## Written problem
Continue the forum thread about Checkmk 2.0 no longer replicating ~/local to slave sites, picking up after its final post.

## Page excerpt
BUG: Replication of ~/local to slave sites broken after upgrade to Checkmk 2.0

So today I upgraded our distributed environment from CME 1.6.0p22 to CME 2.0.0p3.
Worked like a charm, expected nothing less.

BUT: Now the replication from master to slaves does not replicate the ~/local structure anymore.
Before it worked on all connected sites. And the settings are still correct, I verified that.
There are no errors shown in the UI and the configuration synchronization itself works.
The permissions in the filesystem look about right, too.

Does anyone have a similar issue or an idea what could be causing this behavior?

I got the idea that after changes are applied, local was synced to the other slaves. Have you checked the sync with new file and with (new test) checkmk site? To verify that it is in your site or in the CheckMK version.

betrifft die managed edition, korrekt?
Wir sind dran!

1 Like

Ist es möglich, dass das auch die Enterprise Edition betrifft?
Nach dem Upgrade von 1.6.0p22 auf 2.0.0p1 hatten wir das Problem, dass nach der Aktivierung von Changes oft alle Files unter “local” auf den Slave-Instanzen gelöscht und nicht erneut gesynct wurden - nach dem Aktivieren eines weiteren Changes, wurden die Files dann wieder korrekt gesynct. Wir haben daraufhin temporär den Sync in den Settings für unsere Slave-Sites deaktiviert. Getestet haben wir allerdings nur mit der 2.0.0p1, aktuell sind wird schon auf der 2.0.0p3.

Korrekt, wobei ich andere Editionen nicht getestet habe.

Super, das höre ich gerne, macht mir nämlich ein paar Checks kaputt. Danke!

Grüße aus Köln nach Köln. :wink:

Also bei in der CME mir ist das Problem persistent, egal wie oft ich Ă„nderungen aktiviere.
Blöderweise wird auf dem Satelliten tatsächlich ~/local komplett geleert, sodass ich auch nicht manuell etwas hinlegen kann.

## Data section

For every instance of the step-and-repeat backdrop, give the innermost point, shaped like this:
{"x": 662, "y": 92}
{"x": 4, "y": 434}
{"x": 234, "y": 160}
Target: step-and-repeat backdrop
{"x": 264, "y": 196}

## Exercise output
@keylane_sbaas: Yes I modified some files but to no avail.

I can understand how difficult it is with no clear message in logging. If you want to can increase the logging level to maximum of debug logging. Maybe that will give you a message in logging.

So you did create second slave site and tried/check if the replication does work from your master? I was not sure from the answer if you did.

Last resort that I can think is, create CheckMK and OMD backup. Create clean new site and restore you backup and check if the problem persist.

Thanks for your input, I apprechiate that!
I did not test as thoroughly as you suggest though.

But @_rb statet above in German, they seem to be aware of the issue and already working on it:

betrifft die managed edition, korrekt?
Wir sind dran!

So I think I will wait on the next patch release or until he gives an update here.

sorry for switching to german. We are aware of the problem in CME. We will check if CEE is also affected

2 Likes

Looks good for CEE but would be interesting if you still have such problems with the latest release

I re-enabled it today and tested it several times. The problem still exists in 2.0.0p3, but it happens only in about 1 out of 4 cases. Sometimes the files in the “local” folder just disappeared on the slave site.
We definitely didn’t have the problem before version 2.0.

I am not able to reproduce this. Do you have any entries in /var/log/web.log regarding the sync? (central and remote site)

Unfortunately nothing in the web.log.

We currently have the following setup:

Server 1:

  • Local site (master)
  • Additional slave site (Connect via TCP/unencrypted - “Replicate extensions” normaly enabled, but problems since version 2.0)

Server 2:

  • Additional slave site (Connect via TCP/encrypted - “Replicate extensions” generally disabled)

Please let me know if you need further informations.

so you have a distributed setup with 3 sites:

central site
remote site 1 - Replicate extensions enabled - unencrypted
remote site 2 - Replicate extensions disabled - encrypted

correct?

Do you have a special change in configuration where the local path gets cleared on remote site 1 or is that happening on all changes?

Correct.

No, it doesn’t matter which change it is. Yesterday during my tests i did edit & save some folders (without a real change) and it also happened.

Any news on this topic?

CME 2.0.0p4 fixed the issue for me! :tada:
For reference: Werk 12461

1 Like

Our problem still exists in version 2.0.0p7 CEE. We recently set up another slave site that keeps losing all files in /local from time to time after config activations.

I must also resurrect this thread. The problem is existing also with p8 and p9.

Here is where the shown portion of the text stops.